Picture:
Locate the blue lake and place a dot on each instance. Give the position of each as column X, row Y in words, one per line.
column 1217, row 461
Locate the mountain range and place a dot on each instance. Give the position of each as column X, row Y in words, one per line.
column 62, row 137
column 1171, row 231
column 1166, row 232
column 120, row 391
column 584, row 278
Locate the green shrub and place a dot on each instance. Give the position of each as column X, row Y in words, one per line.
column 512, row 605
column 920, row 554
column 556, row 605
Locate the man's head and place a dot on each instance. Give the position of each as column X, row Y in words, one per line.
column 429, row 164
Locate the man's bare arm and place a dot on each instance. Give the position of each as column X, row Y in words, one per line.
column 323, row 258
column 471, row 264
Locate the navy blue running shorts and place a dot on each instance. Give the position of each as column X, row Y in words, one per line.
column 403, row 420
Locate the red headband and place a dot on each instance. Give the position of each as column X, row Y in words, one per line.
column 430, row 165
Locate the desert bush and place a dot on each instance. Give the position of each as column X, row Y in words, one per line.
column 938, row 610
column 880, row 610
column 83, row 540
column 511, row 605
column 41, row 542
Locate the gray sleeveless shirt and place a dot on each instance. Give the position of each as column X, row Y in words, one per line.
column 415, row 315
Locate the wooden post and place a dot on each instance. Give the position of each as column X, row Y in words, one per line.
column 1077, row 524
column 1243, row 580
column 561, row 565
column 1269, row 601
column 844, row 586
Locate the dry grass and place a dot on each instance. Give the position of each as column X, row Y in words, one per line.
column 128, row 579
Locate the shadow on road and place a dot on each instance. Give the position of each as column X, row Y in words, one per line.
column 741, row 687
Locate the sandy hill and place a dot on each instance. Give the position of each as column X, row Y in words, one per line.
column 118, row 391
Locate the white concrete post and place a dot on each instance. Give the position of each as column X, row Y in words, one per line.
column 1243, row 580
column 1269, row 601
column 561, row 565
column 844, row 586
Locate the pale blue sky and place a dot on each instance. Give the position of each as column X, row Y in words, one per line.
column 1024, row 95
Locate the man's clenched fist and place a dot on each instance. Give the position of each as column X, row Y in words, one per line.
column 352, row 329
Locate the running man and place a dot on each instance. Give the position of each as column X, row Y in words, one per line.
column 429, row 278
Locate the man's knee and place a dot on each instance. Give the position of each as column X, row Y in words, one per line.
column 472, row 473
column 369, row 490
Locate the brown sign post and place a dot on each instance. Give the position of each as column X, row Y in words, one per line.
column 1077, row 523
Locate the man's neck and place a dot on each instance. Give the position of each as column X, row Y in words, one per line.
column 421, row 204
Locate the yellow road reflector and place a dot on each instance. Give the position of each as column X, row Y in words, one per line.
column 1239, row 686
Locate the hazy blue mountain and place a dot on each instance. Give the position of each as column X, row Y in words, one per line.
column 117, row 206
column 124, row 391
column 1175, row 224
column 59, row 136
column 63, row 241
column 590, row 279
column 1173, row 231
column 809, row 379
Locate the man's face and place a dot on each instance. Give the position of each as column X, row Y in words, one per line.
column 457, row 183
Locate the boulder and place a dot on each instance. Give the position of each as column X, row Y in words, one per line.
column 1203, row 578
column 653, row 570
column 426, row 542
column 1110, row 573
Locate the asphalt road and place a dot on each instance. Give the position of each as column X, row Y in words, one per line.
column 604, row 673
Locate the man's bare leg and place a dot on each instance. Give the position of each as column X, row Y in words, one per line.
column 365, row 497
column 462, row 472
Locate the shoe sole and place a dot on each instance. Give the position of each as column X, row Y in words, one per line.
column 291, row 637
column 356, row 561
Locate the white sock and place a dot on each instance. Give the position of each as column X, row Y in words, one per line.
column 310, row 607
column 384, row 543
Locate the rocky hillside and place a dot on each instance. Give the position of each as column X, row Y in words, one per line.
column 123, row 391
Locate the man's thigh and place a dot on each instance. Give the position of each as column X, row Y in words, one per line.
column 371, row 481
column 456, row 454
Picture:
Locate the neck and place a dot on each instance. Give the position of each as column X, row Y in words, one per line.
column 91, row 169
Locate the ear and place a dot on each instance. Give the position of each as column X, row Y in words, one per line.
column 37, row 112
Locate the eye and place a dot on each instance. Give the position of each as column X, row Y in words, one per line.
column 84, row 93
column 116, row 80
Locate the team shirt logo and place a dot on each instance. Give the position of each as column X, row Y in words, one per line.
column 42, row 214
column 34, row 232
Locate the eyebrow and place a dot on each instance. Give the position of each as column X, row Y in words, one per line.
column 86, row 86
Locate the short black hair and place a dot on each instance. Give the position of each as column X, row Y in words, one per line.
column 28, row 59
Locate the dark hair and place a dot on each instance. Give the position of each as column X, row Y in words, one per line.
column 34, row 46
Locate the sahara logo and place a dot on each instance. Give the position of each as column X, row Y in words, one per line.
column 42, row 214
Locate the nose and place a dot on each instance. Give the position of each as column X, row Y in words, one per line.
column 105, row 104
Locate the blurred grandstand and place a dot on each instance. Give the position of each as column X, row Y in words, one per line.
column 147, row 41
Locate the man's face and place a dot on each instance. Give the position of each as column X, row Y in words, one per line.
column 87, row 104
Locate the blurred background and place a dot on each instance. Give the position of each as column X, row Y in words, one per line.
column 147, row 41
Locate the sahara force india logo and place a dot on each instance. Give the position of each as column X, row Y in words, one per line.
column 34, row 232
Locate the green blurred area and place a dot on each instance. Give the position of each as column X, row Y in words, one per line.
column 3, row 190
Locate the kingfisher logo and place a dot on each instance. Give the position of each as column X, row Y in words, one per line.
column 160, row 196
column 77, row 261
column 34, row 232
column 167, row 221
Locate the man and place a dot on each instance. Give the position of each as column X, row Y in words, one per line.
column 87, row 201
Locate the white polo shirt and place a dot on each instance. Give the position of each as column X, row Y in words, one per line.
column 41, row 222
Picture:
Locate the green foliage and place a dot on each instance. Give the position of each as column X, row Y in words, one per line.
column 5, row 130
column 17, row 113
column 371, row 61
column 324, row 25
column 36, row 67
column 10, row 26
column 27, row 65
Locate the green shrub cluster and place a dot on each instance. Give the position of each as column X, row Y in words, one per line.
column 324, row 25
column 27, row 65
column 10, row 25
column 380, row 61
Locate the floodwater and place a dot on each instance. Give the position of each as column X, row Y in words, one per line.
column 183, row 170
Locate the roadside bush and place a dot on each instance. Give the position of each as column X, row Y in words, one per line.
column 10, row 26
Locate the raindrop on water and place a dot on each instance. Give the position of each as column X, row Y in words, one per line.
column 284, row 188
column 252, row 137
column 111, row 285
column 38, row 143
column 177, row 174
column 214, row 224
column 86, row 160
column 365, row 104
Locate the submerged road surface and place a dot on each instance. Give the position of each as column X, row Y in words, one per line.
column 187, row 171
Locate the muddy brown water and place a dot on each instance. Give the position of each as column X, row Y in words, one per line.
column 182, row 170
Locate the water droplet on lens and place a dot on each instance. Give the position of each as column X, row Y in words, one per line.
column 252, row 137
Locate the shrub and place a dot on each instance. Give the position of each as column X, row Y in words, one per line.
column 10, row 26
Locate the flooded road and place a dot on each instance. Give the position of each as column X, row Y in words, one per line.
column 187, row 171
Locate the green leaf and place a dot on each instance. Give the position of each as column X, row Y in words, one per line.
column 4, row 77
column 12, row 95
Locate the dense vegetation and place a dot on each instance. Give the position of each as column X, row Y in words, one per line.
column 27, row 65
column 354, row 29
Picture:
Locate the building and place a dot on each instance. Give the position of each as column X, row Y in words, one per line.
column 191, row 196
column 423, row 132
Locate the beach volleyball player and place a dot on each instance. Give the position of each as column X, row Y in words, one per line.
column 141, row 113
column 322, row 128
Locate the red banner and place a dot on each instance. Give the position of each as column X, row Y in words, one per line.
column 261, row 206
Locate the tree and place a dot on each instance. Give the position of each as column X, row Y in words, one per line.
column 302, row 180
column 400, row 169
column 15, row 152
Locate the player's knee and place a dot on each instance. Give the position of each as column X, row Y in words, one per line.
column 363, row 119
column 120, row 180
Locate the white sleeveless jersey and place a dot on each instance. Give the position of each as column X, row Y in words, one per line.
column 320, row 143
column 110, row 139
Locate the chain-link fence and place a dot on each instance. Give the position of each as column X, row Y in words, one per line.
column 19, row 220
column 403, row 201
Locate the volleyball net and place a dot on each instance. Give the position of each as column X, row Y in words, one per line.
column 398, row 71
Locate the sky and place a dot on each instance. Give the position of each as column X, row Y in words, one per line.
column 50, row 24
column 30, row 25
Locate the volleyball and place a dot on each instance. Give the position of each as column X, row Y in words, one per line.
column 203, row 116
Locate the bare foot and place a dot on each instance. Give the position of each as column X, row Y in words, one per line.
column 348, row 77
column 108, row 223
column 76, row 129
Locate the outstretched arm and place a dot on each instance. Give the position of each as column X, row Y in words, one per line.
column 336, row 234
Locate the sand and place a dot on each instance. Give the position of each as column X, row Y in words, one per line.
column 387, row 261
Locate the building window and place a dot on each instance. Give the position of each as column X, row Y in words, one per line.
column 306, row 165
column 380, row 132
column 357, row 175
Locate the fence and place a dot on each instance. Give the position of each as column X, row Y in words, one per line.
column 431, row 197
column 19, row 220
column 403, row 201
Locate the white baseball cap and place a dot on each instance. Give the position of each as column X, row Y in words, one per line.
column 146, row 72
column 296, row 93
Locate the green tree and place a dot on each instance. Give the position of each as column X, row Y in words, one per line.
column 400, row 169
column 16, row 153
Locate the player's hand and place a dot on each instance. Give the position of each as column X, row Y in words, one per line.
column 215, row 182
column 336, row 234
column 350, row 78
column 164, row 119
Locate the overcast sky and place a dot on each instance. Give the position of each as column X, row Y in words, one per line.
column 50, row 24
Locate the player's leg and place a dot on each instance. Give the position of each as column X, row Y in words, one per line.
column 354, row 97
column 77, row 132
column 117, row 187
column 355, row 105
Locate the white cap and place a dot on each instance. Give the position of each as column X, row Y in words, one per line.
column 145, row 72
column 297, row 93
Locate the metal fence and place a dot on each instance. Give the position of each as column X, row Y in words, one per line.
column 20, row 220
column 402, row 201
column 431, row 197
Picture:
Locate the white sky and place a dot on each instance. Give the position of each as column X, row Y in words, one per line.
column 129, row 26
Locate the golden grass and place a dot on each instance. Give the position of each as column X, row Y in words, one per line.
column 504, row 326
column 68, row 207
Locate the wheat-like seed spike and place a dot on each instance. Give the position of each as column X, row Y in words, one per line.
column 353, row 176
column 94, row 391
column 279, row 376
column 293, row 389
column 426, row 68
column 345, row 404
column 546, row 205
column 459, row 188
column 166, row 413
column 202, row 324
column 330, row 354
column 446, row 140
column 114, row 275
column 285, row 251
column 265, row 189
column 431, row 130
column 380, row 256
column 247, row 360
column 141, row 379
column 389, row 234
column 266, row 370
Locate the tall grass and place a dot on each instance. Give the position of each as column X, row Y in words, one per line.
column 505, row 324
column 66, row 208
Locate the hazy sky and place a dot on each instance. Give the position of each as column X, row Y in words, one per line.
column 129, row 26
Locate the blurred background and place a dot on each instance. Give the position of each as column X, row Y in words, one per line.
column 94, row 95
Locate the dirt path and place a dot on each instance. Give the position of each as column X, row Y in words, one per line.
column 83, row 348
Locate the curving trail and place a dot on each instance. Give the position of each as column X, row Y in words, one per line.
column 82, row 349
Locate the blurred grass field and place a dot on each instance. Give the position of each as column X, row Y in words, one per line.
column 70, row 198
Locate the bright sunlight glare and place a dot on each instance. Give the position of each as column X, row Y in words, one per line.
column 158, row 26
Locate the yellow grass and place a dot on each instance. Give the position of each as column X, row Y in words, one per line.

= = =

Rewrite the lines of the records as a numbered list, from the line with "Locate the tall" up to and including the line with "column 158, row 26", leaving out any blank lines.

1. Locate the tall grass and place a dot on each instance. Give the position of each as column X, row Y in words, one per line.
2. column 505, row 324
3. column 66, row 208
4. Locate the hazy sky and place a dot on each instance. Give the position of each as column X, row Y in words, one per line.
5. column 129, row 26
6. Locate the blurred background and place a dot on each instance. Give the position of each as column X, row Y in words, one per line.
7. column 94, row 95
8. Locate the dirt path and place a dot on each instance. Give the position of each as column X, row Y in words, one per line.
9. column 83, row 348
10. Locate the curving trail and place a dot on each instance. Give the position of each as column X, row Y in words, one per line.
11. column 82, row 349
12. Locate the blurred grass field and place a dot on each instance. Give the position of each as column X, row Y in words, one per line.
13. column 70, row 198
14. Locate the bright sunlight glare and place a dot on each instance. Give the position of each as column X, row Y in words, one per line.
15. column 158, row 26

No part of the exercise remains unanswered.